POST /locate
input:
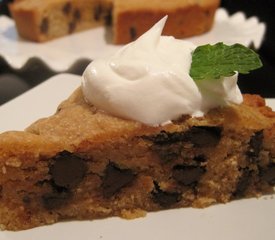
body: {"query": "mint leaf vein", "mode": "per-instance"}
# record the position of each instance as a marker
(220, 60)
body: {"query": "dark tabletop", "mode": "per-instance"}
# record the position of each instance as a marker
(13, 82)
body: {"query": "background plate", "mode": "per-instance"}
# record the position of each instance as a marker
(249, 219)
(61, 53)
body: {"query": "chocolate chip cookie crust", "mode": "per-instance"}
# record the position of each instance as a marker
(82, 163)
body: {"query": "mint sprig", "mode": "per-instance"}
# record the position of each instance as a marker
(220, 60)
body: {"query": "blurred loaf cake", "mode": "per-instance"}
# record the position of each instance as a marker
(45, 20)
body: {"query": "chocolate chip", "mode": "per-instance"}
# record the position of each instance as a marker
(26, 199)
(44, 26)
(188, 175)
(55, 200)
(164, 138)
(67, 8)
(168, 153)
(268, 174)
(204, 136)
(164, 198)
(77, 15)
(108, 19)
(200, 158)
(97, 12)
(72, 26)
(133, 33)
(115, 179)
(255, 146)
(68, 170)
(243, 183)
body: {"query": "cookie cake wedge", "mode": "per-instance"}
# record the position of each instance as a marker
(148, 130)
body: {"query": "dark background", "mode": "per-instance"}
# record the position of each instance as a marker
(262, 81)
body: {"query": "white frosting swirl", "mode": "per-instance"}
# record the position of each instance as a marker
(148, 81)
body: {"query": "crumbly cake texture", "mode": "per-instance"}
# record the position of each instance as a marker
(45, 20)
(82, 163)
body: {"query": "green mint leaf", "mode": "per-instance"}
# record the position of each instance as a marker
(220, 60)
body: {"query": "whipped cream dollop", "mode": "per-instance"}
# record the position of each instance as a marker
(148, 81)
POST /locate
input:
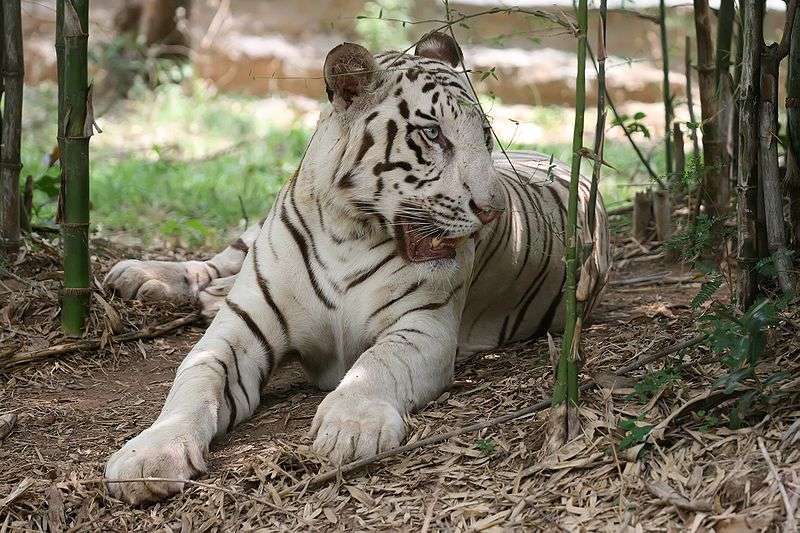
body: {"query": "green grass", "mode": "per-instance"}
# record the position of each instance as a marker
(185, 166)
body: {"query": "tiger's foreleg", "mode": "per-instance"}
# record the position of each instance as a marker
(216, 386)
(410, 365)
(179, 281)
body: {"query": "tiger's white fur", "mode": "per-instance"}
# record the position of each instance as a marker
(321, 279)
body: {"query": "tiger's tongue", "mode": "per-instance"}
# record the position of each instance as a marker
(420, 248)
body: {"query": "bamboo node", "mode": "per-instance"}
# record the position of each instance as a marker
(75, 291)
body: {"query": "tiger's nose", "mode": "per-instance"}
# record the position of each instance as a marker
(485, 215)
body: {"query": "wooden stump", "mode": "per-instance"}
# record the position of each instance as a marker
(642, 215)
(662, 213)
(678, 155)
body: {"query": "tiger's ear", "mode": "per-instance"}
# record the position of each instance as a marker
(439, 46)
(349, 71)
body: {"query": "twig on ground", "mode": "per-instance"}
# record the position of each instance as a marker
(791, 523)
(667, 494)
(525, 411)
(7, 360)
(229, 492)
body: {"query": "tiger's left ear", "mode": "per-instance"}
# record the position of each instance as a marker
(349, 72)
(440, 46)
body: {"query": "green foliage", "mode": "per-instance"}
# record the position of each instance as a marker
(695, 241)
(632, 124)
(184, 188)
(376, 32)
(634, 433)
(485, 446)
(708, 289)
(707, 421)
(740, 339)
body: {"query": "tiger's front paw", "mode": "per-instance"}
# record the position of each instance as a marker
(158, 452)
(349, 427)
(177, 282)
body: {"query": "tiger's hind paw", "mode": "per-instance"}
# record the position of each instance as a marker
(157, 452)
(177, 282)
(350, 427)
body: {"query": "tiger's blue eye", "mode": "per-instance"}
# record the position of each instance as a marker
(431, 132)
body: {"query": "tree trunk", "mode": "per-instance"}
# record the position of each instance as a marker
(747, 173)
(642, 215)
(77, 130)
(665, 93)
(26, 205)
(715, 164)
(10, 164)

WORK TO BE COMPLETED –
Print every line of the listing exactly, please, and leave the images out.

COMPLETED EXERCISE –
POST /locate
input:
body: {"query": "mint leaf vein", "mode": "per-instance"}
# record the position of each instance as a marker
(220, 60)
body: {"query": "dark tabletop", "mode": "per-instance"}
# record the position of each instance as a marker
(13, 82)
body: {"query": "background plate", "mode": "per-instance"}
# record the position of each instance as a marker
(249, 219)
(61, 53)
body: {"query": "chocolate chip cookie crust", "mode": "per-instance"}
# record the position of each instance as a marker
(82, 163)
body: {"query": "mint sprig", "mode": "per-instance"}
# record the position of each instance as a marker
(220, 60)
body: {"query": "blurred loaf cake", "mode": "per-instance"}
# record the position of each instance as a marker
(45, 20)
body: {"query": "chocolate chip", "mode": "per-instance"}
# record the position of each instance as a marker
(26, 199)
(44, 26)
(188, 175)
(55, 200)
(164, 138)
(67, 8)
(168, 153)
(268, 174)
(204, 136)
(164, 198)
(77, 15)
(108, 19)
(200, 158)
(97, 12)
(72, 26)
(133, 33)
(115, 179)
(255, 146)
(68, 170)
(243, 183)
body: {"query": "cookie cake wedge", "mode": "per-instance"}
# record the position of each instance as a marker
(148, 130)
body: {"query": "dark background", "mode": "per-instance"}
# record the position of each instance as a marker
(262, 81)
body: {"query": "white frosting swirl", "mode": "per-instance"}
# record the position of each instance as a marker
(148, 81)
body: {"query": "crumbly cake texture", "mode": "per-instance"}
# record the position of each instance as a marker
(45, 20)
(82, 163)
body: {"query": "green mint leaf", "mode": "per-instance"}
# record the position of each instance as a marker
(220, 60)
body: {"query": "whipped cream dollop", "mode": "per-instance"}
# record the position of each instance as a marker
(148, 81)
POST /locate
input:
body: {"query": "green grass", "mode": "per-instance"}
# record the position of each instance as a marker
(185, 166)
body: {"query": "tiger's foreleg", "mode": "per-instance"}
# record the position of each instance as a marker
(216, 386)
(410, 365)
(179, 281)
body: {"query": "tiger's white fur", "mode": "per-instance"}
# record the position of each instance as a marker
(321, 279)
body: {"query": "tiger's tongue", "mode": "per-instance"}
# record the position of each instance as a marker
(420, 248)
body: {"query": "bamboo node", "mode": "per-instance"}
# record the position of each instance as a marker
(75, 291)
body: {"query": "tiger's nose", "mode": "per-instance"}
# record the position of each instance as a marker
(485, 215)
body: {"query": "wooden stump", "mode": "per-instance"}
# record the position of each instance as a marker
(642, 215)
(662, 213)
(678, 155)
body: {"query": "tiger's ear", "mode": "per-instance"}
# record the position of each instance as a marker
(439, 46)
(349, 71)
body: {"query": "twig on ground", "mode": "per-instance"}
# record the position of each instance as a marker
(791, 523)
(667, 494)
(525, 411)
(7, 360)
(229, 492)
body: {"query": "tiger's left ear", "mode": "per-instance"}
# record the position of each instance as a marker
(349, 72)
(440, 46)
body: {"query": "green foliage", "mode": "per-instance"}
# record the position of each instance as a marker
(695, 241)
(632, 124)
(184, 188)
(376, 32)
(634, 433)
(485, 446)
(708, 289)
(707, 421)
(740, 339)
body: {"query": "tiger's front paw", "mode": "per-instance"}
# record the position of each instance as a marker
(158, 452)
(349, 427)
(177, 282)
body: {"query": "tiger's hind paw", "mode": "per-instance"}
# record the position of each instance as a marker
(157, 452)
(177, 282)
(350, 427)
body: {"query": "tiger's blue eye", "mode": "per-instance"}
# record the position of each instance as a marker
(431, 132)
body: {"query": "tree trunk", "mode": "per-instance"}
# record the position of each instance as a marker
(747, 173)
(642, 215)
(77, 130)
(665, 93)
(26, 205)
(715, 164)
(10, 164)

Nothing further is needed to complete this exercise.